WOODSTOCK'S 30TH ANNIVERSARY 1999
HERE ARE ALL OF THE SONGS AND ANNOUNCEMENTS OF THE FESTIVAL OVER THE THREE DAYS.
This is neat to find. Before the festival, Woodstock had this promo on WNEW in NYC.
Woodstock '99 was supposed to celebrate the 30th anniversary of "peace, love and happiness." Instead, the Rome, New York festival earned the infamous distinction of "the day the Nineties died." There were tons of contributing factors that made the fest the anti-Woodstock: Organizers trying to wring every last dollar from festival goers from exorbitant ticket prices to costly water bottles, a festival site built atop hot tarmac in late-July heat, a poorly curated and scheduled lineup and an angry, aggressive crowd that left a charred festival site and sexual assaults in its wake.
Add to this, Insane Clown Posse created a little mayhem during their set at Woodstock '99. Performing on the East Stage on Friday night before George Clinton's Parliament/Funkadelic, ICP was the first act to incite the crowd "by throwing $100 bills into the audience and watching gleefully while a melee ensued," the San Francisco Examiner reported. Considering how expensive water was at the fest, and how personal pan pizzas were $12, it's not surprising those Benjamins created such a ruckus.
Perhaps no one tried to conjure up the spirit of Woodstock '69 as much as Wyclef Jean. Unfortunately, he failed miserably. In addition to performing a "Jailhouse Rock"-like improv about Woodstock, Wyclef also spent much of his 35-minute set doing a really awful Jimi Hendrix impression, from noodling with a guitar behind his head to trying to light that guitar on fire. (Okay, that was a nod to Jimi's famed Monterey gig, not Woodstock, but still.) However, Wyclef's attempt at recreating Jimi Hendrix's celebrated guitar rendition of "The Star-Spangled Banner" from Woodstock '69 was an act of desecration almost on par with Rage Against the Machine burning an American flag.
"At one point I saw this girl, a very petite girl, maybe 100 pounds, who was body-surfing above the crowd and either fell in or was pulled into a circle in the mosh pit," volunteer David Schneider told MTV. "These gentlemen, probably in the 25–32 age range, looked as though they were holding her down. They were holding her arms; you could see she was struggling." That gang rape occurred during Korn's set. According to reports, even more sexual assaults took place during Limp Bizkit, after Fred Durst infamously incited the crowd with "Break Stuff." A police investigator told the Washington Post that two men cornered a 24-year-old woman from Pittsburgh in the mosh pit, "assaulting her with their fingers and 'some type of foreign object' before one of them raped her." The police report read: "Due to the congestion of the crowd, she felt that if she yelled for help or fought, she feared she was going to be beaten." The men were never apprehended. While only a handful of sexual assaults relayed to law enforcement, many more went unreported. In the bedlam following Limp Bizkit's set, from the stage, someone — an emcee or organizer — pleaded, "Please, there are people hurt out there. They are your brothers and sisters. They are under the towers. Please, help the medical team get them out of there. We can't continue the show until we get these dear people out of there. We have a really serious situation out there," a stark contrast to "the brown acid that is circulating around us isn't too good" announcement 30 years earlier. Of the 44 people arrested at Woodstock '99, only one was charged with sexual assault.

##########

What you should do:
From the Woodstock '99 page, quote the passage that begins with the words "WOODSTOCK'S 30TH ANNIVERSARY" and ends after the words "WNEW in NYC.".

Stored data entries
##########

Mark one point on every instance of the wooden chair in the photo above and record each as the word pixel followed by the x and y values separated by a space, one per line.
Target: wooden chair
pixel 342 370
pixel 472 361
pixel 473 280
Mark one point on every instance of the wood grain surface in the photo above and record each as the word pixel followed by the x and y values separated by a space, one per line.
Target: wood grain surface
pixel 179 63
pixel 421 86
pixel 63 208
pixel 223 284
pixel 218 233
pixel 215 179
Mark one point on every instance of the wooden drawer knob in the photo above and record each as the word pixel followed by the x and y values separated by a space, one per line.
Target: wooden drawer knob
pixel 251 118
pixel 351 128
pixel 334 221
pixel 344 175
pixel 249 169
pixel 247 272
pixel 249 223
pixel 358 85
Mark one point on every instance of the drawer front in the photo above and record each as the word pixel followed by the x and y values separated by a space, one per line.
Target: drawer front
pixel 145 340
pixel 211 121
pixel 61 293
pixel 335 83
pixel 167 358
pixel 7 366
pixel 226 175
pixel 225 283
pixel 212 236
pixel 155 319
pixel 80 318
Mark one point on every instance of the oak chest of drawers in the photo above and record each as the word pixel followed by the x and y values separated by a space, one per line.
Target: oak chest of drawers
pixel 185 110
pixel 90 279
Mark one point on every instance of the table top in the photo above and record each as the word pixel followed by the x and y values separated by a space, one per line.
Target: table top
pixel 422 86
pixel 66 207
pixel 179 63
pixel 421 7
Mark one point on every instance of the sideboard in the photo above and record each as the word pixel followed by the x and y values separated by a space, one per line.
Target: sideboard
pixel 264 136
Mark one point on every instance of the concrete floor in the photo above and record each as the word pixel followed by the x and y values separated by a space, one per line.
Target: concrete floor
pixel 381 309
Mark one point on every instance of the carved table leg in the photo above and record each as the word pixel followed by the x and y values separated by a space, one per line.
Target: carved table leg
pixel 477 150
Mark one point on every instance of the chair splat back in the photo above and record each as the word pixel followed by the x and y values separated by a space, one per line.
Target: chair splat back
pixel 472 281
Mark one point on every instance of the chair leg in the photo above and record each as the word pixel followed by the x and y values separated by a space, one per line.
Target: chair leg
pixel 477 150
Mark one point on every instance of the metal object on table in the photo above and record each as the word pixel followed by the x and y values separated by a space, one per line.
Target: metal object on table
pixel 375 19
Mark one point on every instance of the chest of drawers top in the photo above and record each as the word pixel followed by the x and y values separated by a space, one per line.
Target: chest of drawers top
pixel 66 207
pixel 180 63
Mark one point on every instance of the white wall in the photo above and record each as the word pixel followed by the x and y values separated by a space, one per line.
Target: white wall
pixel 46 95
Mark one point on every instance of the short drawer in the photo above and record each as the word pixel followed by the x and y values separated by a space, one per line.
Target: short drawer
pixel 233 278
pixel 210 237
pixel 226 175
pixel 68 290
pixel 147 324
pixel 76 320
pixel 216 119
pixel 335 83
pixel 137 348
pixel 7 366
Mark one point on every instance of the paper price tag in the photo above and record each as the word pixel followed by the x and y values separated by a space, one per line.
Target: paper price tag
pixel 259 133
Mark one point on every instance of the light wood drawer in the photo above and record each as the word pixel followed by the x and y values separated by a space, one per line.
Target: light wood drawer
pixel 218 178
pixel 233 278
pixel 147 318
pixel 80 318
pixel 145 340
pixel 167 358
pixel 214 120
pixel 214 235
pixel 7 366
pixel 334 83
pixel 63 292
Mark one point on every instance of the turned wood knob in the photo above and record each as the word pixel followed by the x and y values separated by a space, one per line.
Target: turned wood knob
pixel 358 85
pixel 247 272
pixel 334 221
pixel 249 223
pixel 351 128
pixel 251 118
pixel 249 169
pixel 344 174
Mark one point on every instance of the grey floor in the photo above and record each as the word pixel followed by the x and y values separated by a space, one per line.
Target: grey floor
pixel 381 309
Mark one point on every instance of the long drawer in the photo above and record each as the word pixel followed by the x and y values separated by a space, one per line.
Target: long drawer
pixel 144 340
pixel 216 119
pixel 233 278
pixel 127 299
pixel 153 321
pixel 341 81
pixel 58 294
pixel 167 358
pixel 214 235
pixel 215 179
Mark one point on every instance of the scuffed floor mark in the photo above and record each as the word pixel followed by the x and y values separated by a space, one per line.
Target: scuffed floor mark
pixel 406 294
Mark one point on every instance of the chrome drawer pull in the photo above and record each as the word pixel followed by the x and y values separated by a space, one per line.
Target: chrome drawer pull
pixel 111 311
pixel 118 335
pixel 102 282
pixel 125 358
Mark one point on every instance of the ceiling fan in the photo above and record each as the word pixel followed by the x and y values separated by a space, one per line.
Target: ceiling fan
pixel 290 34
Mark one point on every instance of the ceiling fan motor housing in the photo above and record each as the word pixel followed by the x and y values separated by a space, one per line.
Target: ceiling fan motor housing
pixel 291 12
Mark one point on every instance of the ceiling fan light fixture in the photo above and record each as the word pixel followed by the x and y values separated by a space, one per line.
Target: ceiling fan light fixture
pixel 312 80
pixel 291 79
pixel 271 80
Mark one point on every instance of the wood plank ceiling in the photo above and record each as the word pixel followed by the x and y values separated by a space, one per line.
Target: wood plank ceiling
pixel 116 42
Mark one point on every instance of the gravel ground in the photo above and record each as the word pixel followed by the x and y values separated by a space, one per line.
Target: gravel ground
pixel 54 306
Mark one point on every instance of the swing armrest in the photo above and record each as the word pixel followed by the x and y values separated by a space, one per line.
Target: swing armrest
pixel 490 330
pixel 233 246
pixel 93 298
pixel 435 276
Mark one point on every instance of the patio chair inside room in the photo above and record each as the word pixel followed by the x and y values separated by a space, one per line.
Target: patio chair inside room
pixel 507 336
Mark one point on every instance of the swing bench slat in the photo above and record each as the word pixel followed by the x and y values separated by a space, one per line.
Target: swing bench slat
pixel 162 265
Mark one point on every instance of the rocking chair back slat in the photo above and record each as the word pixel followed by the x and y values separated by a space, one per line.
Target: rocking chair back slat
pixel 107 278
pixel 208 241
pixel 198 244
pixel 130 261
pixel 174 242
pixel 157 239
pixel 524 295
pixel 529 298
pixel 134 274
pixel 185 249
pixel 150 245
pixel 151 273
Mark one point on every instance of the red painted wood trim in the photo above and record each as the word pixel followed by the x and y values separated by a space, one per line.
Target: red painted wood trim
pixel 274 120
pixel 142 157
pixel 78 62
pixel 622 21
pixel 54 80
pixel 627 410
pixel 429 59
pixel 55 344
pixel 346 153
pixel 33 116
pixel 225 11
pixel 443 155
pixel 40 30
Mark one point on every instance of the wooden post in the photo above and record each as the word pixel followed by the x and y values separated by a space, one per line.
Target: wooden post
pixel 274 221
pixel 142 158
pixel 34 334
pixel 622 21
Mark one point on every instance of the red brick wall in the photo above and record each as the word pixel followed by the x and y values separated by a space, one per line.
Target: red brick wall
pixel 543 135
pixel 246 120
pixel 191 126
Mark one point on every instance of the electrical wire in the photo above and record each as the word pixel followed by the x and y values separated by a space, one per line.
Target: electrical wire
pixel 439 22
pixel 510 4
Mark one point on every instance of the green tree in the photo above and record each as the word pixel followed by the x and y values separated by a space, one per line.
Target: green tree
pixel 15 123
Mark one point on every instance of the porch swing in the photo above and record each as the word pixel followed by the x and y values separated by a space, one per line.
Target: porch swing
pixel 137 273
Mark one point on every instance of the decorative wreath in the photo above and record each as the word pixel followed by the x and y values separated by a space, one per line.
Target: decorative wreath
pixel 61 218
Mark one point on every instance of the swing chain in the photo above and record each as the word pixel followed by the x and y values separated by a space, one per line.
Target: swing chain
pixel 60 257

##########

Exercise result:
WOODSTOCK'S 30TH ANNIVERSARY 1999
HERE ARE ALL OF THE SONGS AND ANNOUNCEMENTS OF THE FESTIVAL OVER THE THREE DAYS.
This is neat to find. Before the festival, Woodstock had this promo on WNEW in NYC.